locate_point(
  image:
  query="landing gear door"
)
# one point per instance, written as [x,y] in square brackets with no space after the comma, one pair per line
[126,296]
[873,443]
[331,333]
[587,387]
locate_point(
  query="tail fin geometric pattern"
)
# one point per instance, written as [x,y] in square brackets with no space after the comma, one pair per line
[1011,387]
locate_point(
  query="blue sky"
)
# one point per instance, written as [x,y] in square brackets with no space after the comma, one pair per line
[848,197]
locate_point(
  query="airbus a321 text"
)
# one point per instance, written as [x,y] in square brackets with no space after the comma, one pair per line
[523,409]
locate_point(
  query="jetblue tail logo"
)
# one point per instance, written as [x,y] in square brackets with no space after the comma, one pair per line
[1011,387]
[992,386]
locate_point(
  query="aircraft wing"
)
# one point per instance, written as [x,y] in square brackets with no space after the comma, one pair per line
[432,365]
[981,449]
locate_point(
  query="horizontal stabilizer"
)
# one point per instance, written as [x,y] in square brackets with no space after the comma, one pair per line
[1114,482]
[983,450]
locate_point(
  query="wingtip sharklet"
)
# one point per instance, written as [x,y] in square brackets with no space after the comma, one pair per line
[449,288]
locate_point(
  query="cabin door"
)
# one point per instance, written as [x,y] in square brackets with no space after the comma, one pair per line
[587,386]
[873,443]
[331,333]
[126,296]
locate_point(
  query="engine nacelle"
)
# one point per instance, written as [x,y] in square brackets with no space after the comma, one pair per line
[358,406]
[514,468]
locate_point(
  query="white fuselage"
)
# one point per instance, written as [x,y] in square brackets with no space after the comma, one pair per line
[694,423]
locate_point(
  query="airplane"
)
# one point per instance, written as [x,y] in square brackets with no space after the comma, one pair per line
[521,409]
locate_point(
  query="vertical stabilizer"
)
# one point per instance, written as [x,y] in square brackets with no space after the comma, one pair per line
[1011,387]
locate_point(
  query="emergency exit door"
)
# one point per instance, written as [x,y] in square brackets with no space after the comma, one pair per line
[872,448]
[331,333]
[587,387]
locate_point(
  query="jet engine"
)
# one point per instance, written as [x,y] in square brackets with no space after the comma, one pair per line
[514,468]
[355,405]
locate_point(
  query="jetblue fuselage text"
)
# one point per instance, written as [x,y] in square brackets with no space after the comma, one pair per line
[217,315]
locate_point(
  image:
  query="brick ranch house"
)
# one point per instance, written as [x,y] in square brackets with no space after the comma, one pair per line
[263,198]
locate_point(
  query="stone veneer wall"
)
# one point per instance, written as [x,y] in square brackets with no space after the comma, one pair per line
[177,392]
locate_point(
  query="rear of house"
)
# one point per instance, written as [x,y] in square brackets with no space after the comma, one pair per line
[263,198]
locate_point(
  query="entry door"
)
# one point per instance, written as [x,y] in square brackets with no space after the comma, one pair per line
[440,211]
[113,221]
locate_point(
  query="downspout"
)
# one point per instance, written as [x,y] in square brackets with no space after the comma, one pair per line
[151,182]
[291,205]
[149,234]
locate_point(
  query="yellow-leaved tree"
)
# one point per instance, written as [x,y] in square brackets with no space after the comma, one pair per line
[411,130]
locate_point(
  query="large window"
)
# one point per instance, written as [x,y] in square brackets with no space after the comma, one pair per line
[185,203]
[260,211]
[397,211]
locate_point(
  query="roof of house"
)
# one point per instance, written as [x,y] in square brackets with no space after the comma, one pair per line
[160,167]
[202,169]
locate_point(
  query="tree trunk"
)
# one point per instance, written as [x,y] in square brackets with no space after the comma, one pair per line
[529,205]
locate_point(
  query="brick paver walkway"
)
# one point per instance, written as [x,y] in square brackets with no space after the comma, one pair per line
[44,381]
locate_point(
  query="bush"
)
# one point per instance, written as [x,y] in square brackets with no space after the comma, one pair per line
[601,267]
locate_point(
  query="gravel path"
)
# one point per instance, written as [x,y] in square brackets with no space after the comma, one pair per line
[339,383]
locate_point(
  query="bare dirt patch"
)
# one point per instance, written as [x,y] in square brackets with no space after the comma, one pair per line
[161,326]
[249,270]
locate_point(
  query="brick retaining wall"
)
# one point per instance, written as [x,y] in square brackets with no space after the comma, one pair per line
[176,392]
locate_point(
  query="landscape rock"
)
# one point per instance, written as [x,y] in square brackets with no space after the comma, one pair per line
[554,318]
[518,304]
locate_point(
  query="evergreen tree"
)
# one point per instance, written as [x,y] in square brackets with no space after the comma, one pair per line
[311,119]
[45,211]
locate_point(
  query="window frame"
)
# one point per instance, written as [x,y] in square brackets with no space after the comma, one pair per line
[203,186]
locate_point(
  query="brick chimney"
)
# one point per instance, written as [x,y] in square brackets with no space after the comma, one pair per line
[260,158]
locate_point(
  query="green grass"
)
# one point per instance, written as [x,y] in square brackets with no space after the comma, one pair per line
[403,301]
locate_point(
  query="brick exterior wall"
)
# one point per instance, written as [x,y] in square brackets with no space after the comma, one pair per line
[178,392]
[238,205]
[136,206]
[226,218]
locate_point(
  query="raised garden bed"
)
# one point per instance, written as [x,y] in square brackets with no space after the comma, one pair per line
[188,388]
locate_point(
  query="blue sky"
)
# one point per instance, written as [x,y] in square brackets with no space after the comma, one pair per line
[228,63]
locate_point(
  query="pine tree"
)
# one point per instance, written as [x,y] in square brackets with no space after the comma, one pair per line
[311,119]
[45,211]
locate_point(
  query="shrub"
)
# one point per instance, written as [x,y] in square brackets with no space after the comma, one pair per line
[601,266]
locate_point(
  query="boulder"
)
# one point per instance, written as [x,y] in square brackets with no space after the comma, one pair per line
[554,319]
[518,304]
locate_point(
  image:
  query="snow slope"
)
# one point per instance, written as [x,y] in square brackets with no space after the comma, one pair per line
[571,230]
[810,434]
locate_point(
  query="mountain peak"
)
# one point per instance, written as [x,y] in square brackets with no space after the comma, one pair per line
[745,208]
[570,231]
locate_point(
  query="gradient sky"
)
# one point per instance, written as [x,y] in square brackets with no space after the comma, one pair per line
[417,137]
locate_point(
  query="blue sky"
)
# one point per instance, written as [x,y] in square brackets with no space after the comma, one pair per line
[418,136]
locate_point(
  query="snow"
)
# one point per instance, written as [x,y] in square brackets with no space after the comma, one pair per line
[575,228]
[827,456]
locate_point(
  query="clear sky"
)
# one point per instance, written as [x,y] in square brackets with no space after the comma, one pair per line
------------------------------------------------
| WHAT IS REQUIRED |
Using the listing above, reproduce each line without omission.

| THE REPLY |
locate_point(
  image:
  query="landing gear door"
)
# one point per instance, written as [x,y] in square brackets with no space after the comma, one pair per line
[126,296]
[873,443]
[331,333]
[587,387]
locate_point(
  query="tail fin geometric pattern"
)
# one point per instance, written as [x,y] in square brackets with no space after the comma, one pair per line
[1011,387]
locate_point(
  query="blue sky"
)
# one point per instance, written as [x,y] in square brackets with no space after the comma, one pair per line
[848,197]
locate_point(
  query="airbus a321 text"
)
# one point per instance, written as [x,y] in square brackets with no space after the comma, one pair per line
[523,409]
locate_point(
  query="jetblue tail logo"
)
# one point per instance, written as [x,y] in square brackets with no space after the comma, one pair per line
[1011,387]
[992,386]
locate_point(
  query="aircraft wing"
)
# one point per instance, written as [x,y] in square brackets with no space after the comma, one pair per line
[432,365]
[981,449]
locate_point(
  query="horizontal stabilizer"
)
# one point per instance, written as [x,y] in square brackets with no space after the comma, one pair per line
[1114,482]
[983,450]
locate_point(
  query="wingtip sharklet"
)
# one point per instance, written as [x,y] in square brackets with no space after the comma, one pair per line
[449,288]
locate_point(
  query="cabin door"
)
# one point per instance, written as [x,y] in square brackets with no space after the comma, one pair per line
[587,386]
[873,443]
[331,333]
[126,296]
locate_point(
  query="engine nacelle"
)
# one point per instance, written as [x,y] in square brackets with no space after the comma, one pair per line
[358,406]
[514,468]
locate_point(
  query="white fuselage"
)
# one point per instance, written as [x,y] in square brackets with no space after the comma, one pair per line
[694,423]
locate_point(
  query="airplane"
)
# one point per instance, written as [x,y] in square brackets with no space after the comma, one pair per line
[521,409]
locate_point(
  query="vertical stabilizer"
)
# one point per instance, written as [x,y] in square brackets with no space after the comma, one pair per line
[1011,387]
locate_point(
  query="emergency exit door"
)
# one point per instance, written as [x,y] in square brackets with no space after the comma, one pair per line
[872,448]
[331,333]
[587,387]
locate_point(
  query="jet engine"
)
# one point per instance, written as [x,y] in square brackets with no space after the comma, one pair per line
[514,468]
[355,405]
locate_point(
  query="jetblue fuselage text"
)
# one point per instance, written as [x,y] in square brackets with no space after the comma, one pair per line
[217,315]
locate_point(
  image:
  query="brick ranch house"
)
# one point per instance, written as [x,y] in square brackets with no space after the comma, one pair per line
[263,198]
locate_point(
  query="stone veneer wall"
)
# one point per instance, written as [x,y] in square brackets with no space after the comma, one pair per line
[177,392]
locate_point(
  query="rear of house"
)
# one point per instance, written as [x,y] in square brackets with no space after the comma, one pair per line
[263,198]
locate_point(
  query="entry door"
)
# one point per instance, written as [x,y] in square brackets with no space after the comma, one pair per line
[440,211]
[113,221]
locate_point(
  query="downspout"
)
# one point per instance, written as [x,y] in square brackets with no space after the comma, one pair per line
[151,182]
[291,205]
[149,234]
locate_point(
  query="yellow-leaved tree"
)
# one point per instance, written as [x,y] in square brackets with no space after the comma, one pair per line
[411,130]
locate_point(
  query="large window"
)
# one point per instance, written as [x,y] in square brackets with no space after the comma, one pair per line
[185,203]
[260,211]
[397,211]
locate_point(
  query="roof of house"
)
# one point per instance, written as [x,y] in square brackets with no space after the comma, one pair per line
[160,167]
[202,169]
locate_point(
  query="tree trunk"
)
# one point per instance, written as [x,y] in square brackets with no space after the comma, one pair per line
[529,205]
locate_point(
  query="brick paver walkway"
)
# one point per instance, written as [x,y] in square brackets with no space after the comma, one pair per line
[44,381]
locate_point(
  query="bush"
)
# one point per instance, written as [x,y] in square brackets with no space after the comma, one pair per line
[601,267]
locate_point(
  query="gravel path"
)
# one point per instance, written as [x,y] in square brackets with no space after the comma, one pair per line
[339,383]
locate_point(
  query="bare dirt patch"
)
# one point per instance, written as [x,y] in square brackets with no space after the comma, one pair per line
[161,326]
[249,270]
locate_point(
  query="brick retaining wall"
)
# one point per instance, written as [x,y] in square brackets with no space after the comma, one pair per line
[176,392]
locate_point(
  query="landscape rock"
)
# one point per instance, written as [x,y] in square brackets with no space after the comma, one pair per line
[554,318]
[518,304]
locate_point(
  query="evergreen tree"
)
# one point per instance, written as [x,y] in square brackets with no space after the comma, one pair per line
[311,119]
[45,211]
locate_point(
  query="window frame"
)
# one point per instance, written as [x,y] in square brackets with no space after the comma, one pair per line
[203,186]
locate_point(
  query="brick chimney"
)
# one point per instance, written as [x,y] in square brackets with no space after the comma, one pair per line
[260,158]
locate_point(
  query="green grass"
)
# one point per instance, written as [x,y] in square brackets with no space after the comma, one pair per line
[403,301]
locate_point(
  query="brick exterior wall"
)
# one point per instance, written as [x,y] in square brackets with no space after the comma, one pair per line
[178,392]
[238,205]
[136,206]
[226,218]
locate_point(
  query="raised garden bed"
)
# one point per instance, written as [x,y] in square brackets with no space after the comma, one pair per line
[188,388]
locate_point(
  query="blue sky"
)
# one point per instance, written as [x,y] in square brackets with no space after the comma, one pair per line
[228,63]
locate_point(
  query="pine tree"
)
# one point per instance, written as [x,y] in square brackets with no space after the comma, one pair per line
[311,119]
[45,211]
locate_point(
  query="shrub"
)
# one point per instance, written as [x,y] in square brackets with no space after the comma, one pair per line
[601,266]
locate_point(
  query="boulder"
)
# one point per instance, written as [x,y] in square brackets with no space after the comma, one pair per line
[554,319]
[518,304]
locate_point(
  image:
  query="snow slope"
)
# one point per instance, written as [x,y] in square brackets with no space after the comma, one pair per line
[571,230]
[810,434]
locate_point(
  query="mountain peak"
)
# one point per instance, written as [x,y] in square brackets with no space after the comma, one pair per line
[745,208]
[570,231]
locate_point(
  query="gradient sky"
)
# one point per instance, written as [x,y] in square brackets with no space after the comma, one pair per line
[417,137]
locate_point(
  query="blue sky"
)
# one point per instance, written as [x,y] in square brackets with no space after the comma, one pair per line
[418,136]
locate_point(
  query="snow"
)
# one point per instance, written as [x,y] in square brackets with no space after the comma, one pair per line
[575,228]
[827,456]
locate_point(
  query="clear sky"
)
# one point per instance, written as [x,y] in square brackets with no space after the comma, one pair per line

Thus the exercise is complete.